**Your task**
Count how many lines in the listing below contain the string "antler", and reply with only that number.

**Excerpted records**
*-*-*
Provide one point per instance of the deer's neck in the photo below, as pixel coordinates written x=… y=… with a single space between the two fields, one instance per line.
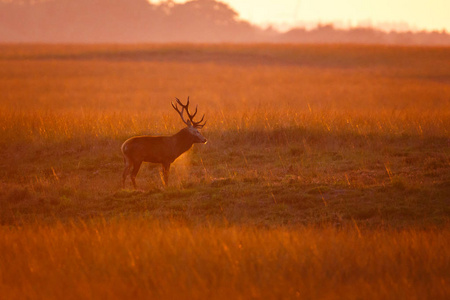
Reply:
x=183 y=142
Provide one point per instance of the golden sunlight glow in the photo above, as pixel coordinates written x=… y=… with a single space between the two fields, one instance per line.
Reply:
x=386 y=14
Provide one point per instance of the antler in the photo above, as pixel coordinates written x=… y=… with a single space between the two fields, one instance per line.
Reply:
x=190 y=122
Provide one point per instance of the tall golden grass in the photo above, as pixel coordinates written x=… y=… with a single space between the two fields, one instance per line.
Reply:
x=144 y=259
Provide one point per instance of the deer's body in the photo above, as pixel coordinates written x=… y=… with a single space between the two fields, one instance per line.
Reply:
*-*-*
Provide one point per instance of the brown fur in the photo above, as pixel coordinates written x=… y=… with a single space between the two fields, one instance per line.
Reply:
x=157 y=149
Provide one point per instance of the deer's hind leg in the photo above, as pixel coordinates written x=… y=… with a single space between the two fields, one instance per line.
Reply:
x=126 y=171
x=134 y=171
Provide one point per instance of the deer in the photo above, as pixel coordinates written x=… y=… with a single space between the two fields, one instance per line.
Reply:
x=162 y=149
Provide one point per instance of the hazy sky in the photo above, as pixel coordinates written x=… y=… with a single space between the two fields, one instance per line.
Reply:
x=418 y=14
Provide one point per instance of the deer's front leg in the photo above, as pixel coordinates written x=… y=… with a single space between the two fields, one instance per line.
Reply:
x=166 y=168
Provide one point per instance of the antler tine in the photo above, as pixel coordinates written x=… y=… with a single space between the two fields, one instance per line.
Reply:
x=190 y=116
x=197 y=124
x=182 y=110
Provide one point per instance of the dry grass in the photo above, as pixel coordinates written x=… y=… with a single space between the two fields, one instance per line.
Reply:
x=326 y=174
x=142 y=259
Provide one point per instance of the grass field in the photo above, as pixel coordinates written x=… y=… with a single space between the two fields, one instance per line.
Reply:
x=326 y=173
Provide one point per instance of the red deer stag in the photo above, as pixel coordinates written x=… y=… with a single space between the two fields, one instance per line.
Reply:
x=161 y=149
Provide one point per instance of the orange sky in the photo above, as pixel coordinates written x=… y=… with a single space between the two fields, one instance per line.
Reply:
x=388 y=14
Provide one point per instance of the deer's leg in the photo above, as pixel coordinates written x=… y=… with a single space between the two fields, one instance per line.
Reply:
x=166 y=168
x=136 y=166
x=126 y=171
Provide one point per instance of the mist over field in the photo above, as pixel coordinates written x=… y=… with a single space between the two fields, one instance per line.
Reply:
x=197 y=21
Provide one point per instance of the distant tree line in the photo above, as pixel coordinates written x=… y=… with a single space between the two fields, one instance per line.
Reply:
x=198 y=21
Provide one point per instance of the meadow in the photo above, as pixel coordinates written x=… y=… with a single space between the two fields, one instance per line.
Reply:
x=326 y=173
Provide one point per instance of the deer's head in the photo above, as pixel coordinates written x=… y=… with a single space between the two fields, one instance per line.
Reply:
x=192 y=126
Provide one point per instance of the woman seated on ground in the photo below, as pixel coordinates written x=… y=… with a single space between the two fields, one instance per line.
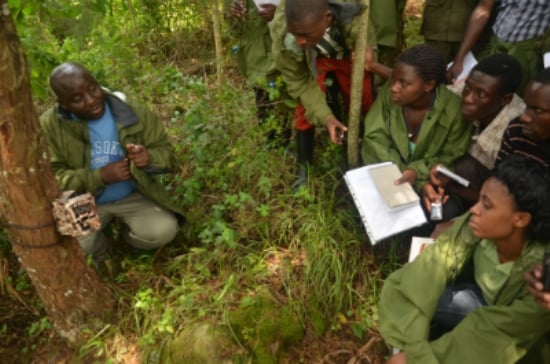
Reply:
*-*-*
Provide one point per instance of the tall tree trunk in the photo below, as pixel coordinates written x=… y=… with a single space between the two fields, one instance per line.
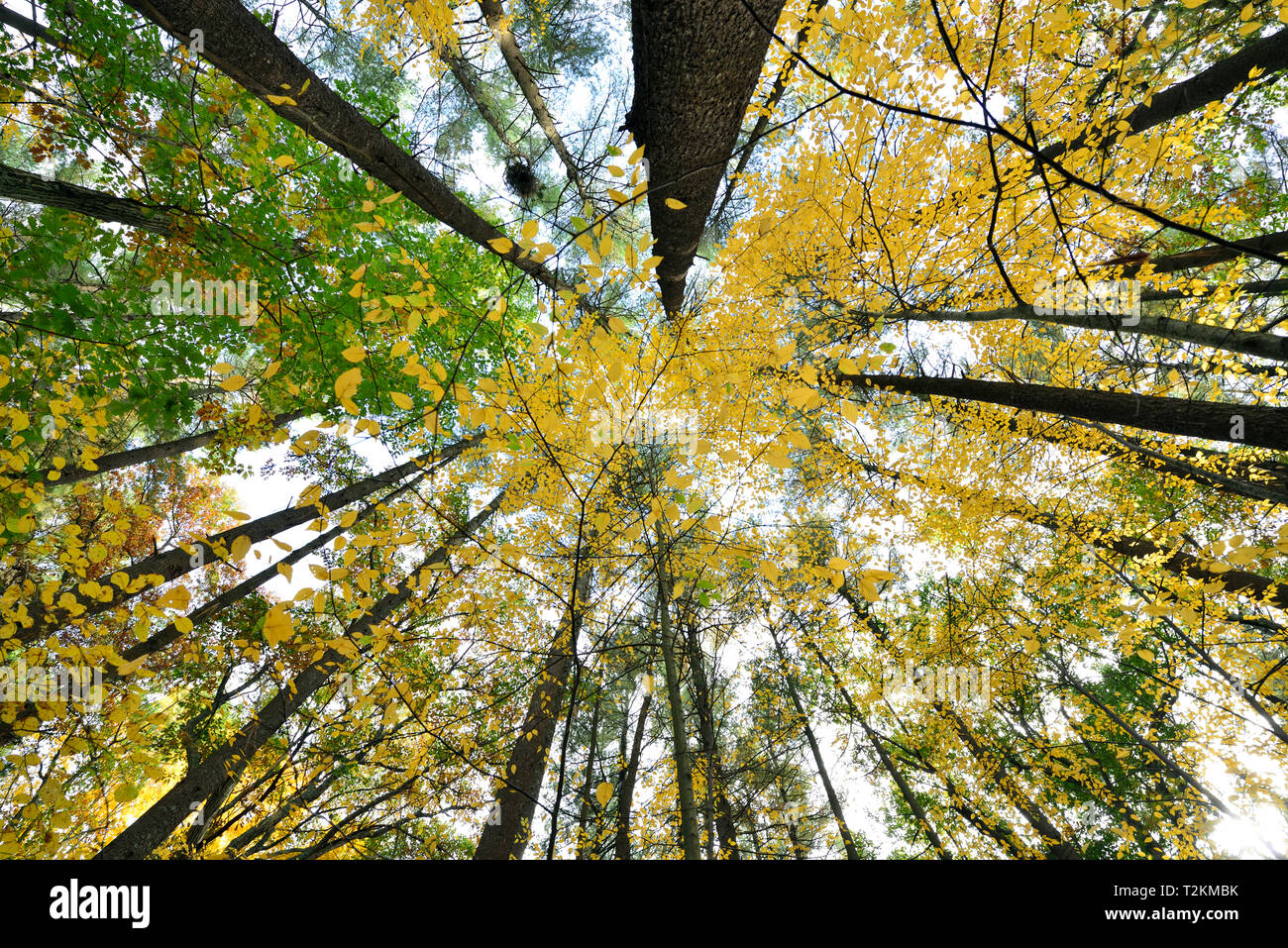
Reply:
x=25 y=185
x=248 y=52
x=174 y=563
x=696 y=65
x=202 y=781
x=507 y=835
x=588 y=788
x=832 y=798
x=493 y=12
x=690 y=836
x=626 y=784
*-*-*
**Solution**
2